Exercise: Copy out each line of the data below that contains the word "wall".

Supplied records:
------------

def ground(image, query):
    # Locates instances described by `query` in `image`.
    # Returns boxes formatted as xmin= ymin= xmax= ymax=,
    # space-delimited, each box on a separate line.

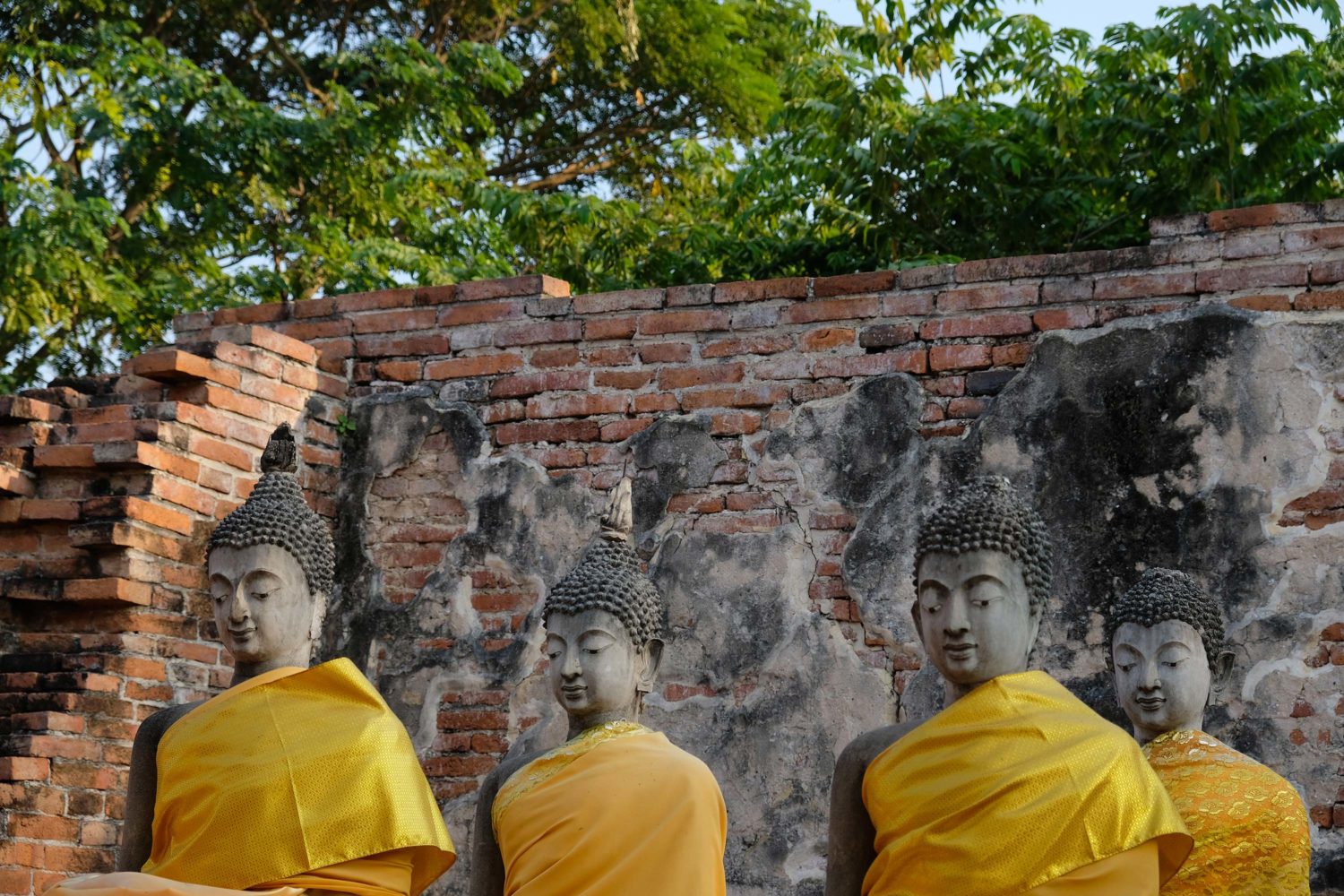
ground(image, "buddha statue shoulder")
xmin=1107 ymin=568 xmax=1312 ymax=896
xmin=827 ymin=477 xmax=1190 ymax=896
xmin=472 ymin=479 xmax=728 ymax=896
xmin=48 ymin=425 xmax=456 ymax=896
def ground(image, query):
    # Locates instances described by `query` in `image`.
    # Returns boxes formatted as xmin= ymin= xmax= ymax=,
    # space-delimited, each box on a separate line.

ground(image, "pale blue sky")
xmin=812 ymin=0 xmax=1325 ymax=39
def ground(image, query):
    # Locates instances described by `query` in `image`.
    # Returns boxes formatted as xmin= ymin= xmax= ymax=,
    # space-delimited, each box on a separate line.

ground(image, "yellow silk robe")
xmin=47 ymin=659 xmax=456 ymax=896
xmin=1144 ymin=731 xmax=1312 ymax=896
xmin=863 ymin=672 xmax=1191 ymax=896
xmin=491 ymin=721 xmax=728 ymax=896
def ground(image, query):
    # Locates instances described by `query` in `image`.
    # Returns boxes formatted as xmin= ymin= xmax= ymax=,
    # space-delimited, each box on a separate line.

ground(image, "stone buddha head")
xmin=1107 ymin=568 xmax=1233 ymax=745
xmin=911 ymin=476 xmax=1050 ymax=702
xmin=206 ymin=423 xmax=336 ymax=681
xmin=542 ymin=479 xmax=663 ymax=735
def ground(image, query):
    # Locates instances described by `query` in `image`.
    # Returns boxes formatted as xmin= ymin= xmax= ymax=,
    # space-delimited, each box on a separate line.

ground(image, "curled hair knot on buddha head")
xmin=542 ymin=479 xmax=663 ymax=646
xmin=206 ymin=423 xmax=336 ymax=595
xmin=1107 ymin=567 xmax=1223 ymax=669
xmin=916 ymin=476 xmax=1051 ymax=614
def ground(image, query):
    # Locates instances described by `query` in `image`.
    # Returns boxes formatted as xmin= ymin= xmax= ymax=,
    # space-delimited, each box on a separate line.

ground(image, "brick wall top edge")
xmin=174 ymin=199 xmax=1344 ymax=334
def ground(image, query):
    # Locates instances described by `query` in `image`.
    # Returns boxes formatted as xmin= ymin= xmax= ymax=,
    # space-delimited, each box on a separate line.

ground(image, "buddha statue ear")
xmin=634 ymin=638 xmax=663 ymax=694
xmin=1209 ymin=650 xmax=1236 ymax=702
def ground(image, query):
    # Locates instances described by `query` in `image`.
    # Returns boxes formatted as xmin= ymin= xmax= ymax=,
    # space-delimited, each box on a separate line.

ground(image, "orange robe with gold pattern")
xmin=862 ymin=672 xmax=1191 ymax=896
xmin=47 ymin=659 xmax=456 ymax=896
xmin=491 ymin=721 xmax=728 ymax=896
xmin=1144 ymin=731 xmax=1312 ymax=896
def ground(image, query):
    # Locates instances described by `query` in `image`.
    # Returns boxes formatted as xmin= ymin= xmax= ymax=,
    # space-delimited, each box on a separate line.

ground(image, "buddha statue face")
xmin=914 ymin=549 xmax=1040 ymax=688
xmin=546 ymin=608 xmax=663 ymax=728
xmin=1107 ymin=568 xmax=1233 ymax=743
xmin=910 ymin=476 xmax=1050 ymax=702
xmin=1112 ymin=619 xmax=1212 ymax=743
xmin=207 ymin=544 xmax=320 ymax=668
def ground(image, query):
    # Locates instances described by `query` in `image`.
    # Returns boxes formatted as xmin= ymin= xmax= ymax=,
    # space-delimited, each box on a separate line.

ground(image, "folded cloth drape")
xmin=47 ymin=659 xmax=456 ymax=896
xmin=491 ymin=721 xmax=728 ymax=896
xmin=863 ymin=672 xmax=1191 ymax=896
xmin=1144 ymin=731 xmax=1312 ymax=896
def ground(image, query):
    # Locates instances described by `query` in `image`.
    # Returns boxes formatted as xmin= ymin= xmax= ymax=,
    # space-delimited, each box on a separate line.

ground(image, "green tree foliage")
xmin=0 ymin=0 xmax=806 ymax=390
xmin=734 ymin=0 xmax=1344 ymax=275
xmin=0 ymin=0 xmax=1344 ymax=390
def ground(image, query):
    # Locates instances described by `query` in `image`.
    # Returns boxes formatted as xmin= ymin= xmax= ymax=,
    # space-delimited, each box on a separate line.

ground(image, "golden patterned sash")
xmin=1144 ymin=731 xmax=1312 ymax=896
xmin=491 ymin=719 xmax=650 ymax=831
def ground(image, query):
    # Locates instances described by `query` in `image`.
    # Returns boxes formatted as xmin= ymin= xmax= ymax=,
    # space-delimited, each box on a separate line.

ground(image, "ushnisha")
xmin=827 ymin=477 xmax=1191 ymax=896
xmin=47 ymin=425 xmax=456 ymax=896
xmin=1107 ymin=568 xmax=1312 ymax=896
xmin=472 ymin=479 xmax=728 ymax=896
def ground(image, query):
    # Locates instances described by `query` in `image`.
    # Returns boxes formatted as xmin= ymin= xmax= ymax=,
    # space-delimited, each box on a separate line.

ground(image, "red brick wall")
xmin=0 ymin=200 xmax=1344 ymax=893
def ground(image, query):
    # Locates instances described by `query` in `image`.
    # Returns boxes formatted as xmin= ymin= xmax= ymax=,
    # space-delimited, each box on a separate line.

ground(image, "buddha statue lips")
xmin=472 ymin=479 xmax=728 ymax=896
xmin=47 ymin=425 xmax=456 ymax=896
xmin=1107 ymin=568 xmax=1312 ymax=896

------------

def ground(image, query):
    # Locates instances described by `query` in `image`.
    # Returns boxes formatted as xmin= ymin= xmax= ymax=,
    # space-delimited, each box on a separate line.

------------

Solution for this exercise:
ground(image, "brick wall top edge")
ground(image, "red brick wall")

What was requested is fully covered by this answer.